• [Excerpt]

_ _ _

Case ID: f3d_590/html/1027-01.html
Source: Caselaw Access Project
Author: {"author": "RYMER, Circuit Judge: KLEINFELD, Circuit Judge,", "license": "Public Domain", "url": "https://static.case.law/"}
Date Created: 2024-08-24T03:29:51.129683

Maria SANCHEZ, individually and on behalf of all others similarly situated, Plaintiff-Appellant, v. AEROVIAS DE MEXICO, S.A. DE C.V., doing business as Aeromexico, Defendant-Appellee.
    No. 08-55588.
    United States Court of Appeals, Ninth Circuit.
    Argued and Submitted May 5, 2009.
    Filed Jan. 5, 2010.
    H. Rossbacher, The Rossbacher Firm, Los Angeles, CA, for the petitioner-appellant.
    Frank A. Silane, Condon & Forsyth LLP, Los Angeles, CA, for the respondent-appellee.
    
      Before: PAMELA ANN RYMER, ANDREW J. KLEINFELD and BARRY G. SILVERMAN, Circuit Judges.
   Opinion by Judge RYMER; Dissent by Judge KLEINFELD.

RYMER, Circuit Judge:

When Maria Sanchez bought a ticket to fly from California to Mexico, the airline collected a tourism tax for the Mexican government from which she, and the class she would like to represent, are exempt. She seeks relief for breach of contract and the implied covenant of good faith and fair dealing, as well as for unjust enrichment and money had and received from Aerovías De Mexico S.A. De C.V., better known as Aeromexico. The district court concluded that these claims are preempted by the Airline Deregulation Act of 1978(ADA) because they relate to the airline’s “priee[s], routefs], or service[s],” 49 U.S.C. § 41713(b)(1), and are not excepted because Aeromexico had no contractual obligation to advise passengers about the tax or their right to a refund. Accordingly, it granted judgment for Aeromexico. We have jurisdiction under 28 U.S.C. § 1291, and affirm.

_ _ _

• [Dataset section]
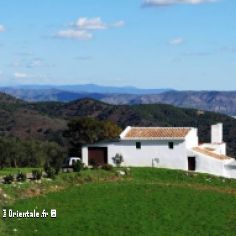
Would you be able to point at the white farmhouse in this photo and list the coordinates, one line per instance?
(165, 147)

_ _ _

Copy out the entire court opinion, word for word. Rely only on the court opinion.

Case ID: f3d_590/html/1027-01.html
Source: Caselaw Access Project
Author: {"author": "RYMER, Circuit Judge: KLEINFELD, Circuit Judge,", "license": "Public Domain", "url": "https://static.case.law/"}
Date Created: 2024-08-24T03:29:51.129683

Maria SANCHEZ, individually and on behalf of all others similarly situated, Plaintiff-Appellant, v. AEROVIAS DE MEXICO, S.A. DE C.V., doing business as Aeromexico, Defendant-Appellee.
    No. 08-55588.
    United States Court of Appeals, Ninth Circuit.
    Argued and Submitted May 5, 2009.
    Filed Jan. 5, 2010.
    H. Rossbacher, The Rossbacher Firm, Los Angeles, CA, for the petitioner-appellant.
    Frank A. Silane, Condon & Forsyth LLP, Los Angeles, CA, for the respondent-appellee.
    
      Before: PAMELA ANN RYMER, ANDREW J. KLEINFELD and BARRY G. SILVERMAN, Circuit Judges.
   Opinion by Judge RYMER; Dissent by Judge KLEINFELD.

RYMER, Circuit Judge:

When Maria Sanchez bought a ticket to fly from California to Mexico, the airline collected a tourism tax for the Mexican government from which she, and the class she would like to represent, are exempt. She seeks relief for breach of contract and the implied covenant of good faith and fair dealing, as well as for unjust enrichment and money had and received from Aerovías De Mexico S.A. De C.V., better known as Aeromexico. The district court concluded that these claims are preempted by the Airline Deregulation Act of 1978(ADA) because they relate to the airline’s “priee[s], routefs], or service[s],” 49 U.S.C. § 41713(b)(1), and are not excepted because Aeromexico had no contractual obligation to advise passengers about the tax or their right to a refund. Accordingly, it granted judgment for Aeromexico. We have jurisdiction under 28 U.S.C. § 1291, and affirm.